= Beginning of Section =
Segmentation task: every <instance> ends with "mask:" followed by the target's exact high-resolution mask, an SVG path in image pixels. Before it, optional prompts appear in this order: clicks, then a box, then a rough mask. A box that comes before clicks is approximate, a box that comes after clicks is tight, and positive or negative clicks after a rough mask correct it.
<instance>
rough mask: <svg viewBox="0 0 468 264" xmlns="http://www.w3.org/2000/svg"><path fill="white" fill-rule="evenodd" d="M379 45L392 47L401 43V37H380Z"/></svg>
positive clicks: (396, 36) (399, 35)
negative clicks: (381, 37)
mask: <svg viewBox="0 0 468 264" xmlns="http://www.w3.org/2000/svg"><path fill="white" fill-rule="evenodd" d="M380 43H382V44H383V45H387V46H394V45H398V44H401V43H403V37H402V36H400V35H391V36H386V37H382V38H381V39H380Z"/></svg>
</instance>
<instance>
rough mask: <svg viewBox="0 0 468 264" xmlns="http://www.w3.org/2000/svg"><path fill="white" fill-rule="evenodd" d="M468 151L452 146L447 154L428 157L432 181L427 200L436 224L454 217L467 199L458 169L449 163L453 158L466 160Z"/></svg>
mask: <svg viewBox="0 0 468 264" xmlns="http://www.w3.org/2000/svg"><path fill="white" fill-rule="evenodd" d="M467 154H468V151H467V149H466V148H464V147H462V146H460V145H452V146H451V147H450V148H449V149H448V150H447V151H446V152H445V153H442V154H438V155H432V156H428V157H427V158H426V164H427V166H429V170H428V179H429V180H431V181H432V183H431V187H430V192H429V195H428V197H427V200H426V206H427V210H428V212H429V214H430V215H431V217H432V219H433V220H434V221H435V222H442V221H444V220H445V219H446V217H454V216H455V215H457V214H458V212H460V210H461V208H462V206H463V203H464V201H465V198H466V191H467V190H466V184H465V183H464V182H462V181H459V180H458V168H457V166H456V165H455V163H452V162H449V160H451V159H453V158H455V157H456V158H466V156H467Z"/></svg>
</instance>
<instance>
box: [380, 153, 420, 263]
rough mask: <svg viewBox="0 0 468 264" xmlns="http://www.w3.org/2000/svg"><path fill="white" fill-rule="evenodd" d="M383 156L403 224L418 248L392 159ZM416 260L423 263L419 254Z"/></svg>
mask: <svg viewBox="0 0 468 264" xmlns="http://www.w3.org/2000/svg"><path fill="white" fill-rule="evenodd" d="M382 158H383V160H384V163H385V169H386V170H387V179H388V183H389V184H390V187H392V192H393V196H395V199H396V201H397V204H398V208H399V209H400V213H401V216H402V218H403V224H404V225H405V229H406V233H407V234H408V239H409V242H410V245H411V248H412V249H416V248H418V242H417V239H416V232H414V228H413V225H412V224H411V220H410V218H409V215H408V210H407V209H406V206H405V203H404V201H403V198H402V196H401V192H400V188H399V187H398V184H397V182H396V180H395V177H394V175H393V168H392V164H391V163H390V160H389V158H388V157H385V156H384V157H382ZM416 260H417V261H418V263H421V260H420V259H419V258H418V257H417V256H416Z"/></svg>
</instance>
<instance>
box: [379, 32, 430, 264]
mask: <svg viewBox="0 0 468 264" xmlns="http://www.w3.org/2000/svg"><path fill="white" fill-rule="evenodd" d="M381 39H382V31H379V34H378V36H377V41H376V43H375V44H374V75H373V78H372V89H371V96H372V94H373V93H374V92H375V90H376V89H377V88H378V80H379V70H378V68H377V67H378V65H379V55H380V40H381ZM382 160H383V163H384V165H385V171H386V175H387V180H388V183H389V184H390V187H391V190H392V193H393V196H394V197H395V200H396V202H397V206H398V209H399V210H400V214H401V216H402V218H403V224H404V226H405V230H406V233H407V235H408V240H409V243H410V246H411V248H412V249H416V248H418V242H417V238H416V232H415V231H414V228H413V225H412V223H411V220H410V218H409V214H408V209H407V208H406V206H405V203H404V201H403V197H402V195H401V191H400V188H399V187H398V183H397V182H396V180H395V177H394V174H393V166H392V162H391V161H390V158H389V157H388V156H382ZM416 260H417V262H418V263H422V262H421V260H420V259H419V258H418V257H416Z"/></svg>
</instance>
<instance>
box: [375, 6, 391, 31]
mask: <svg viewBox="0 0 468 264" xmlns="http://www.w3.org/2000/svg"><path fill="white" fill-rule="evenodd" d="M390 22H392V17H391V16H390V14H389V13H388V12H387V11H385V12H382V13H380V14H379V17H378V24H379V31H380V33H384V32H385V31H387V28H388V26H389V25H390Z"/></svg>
= End of Section =
YOUR TASK> Show the lines from the data above that contain the string "positive".

FINISHED TASK>
Segmentation task: every <instance> ends with "mask:" followed by the target's exact high-resolution mask, an SVG path in image pixels. Before it, optional prompts appear in this order: clicks, then a box, then a rough mask. A box that comes before clicks is approximate, a box that comes after clicks is tight, and positive or negative clicks after a rough mask correct it.
positive clicks: (396, 36) (399, 35)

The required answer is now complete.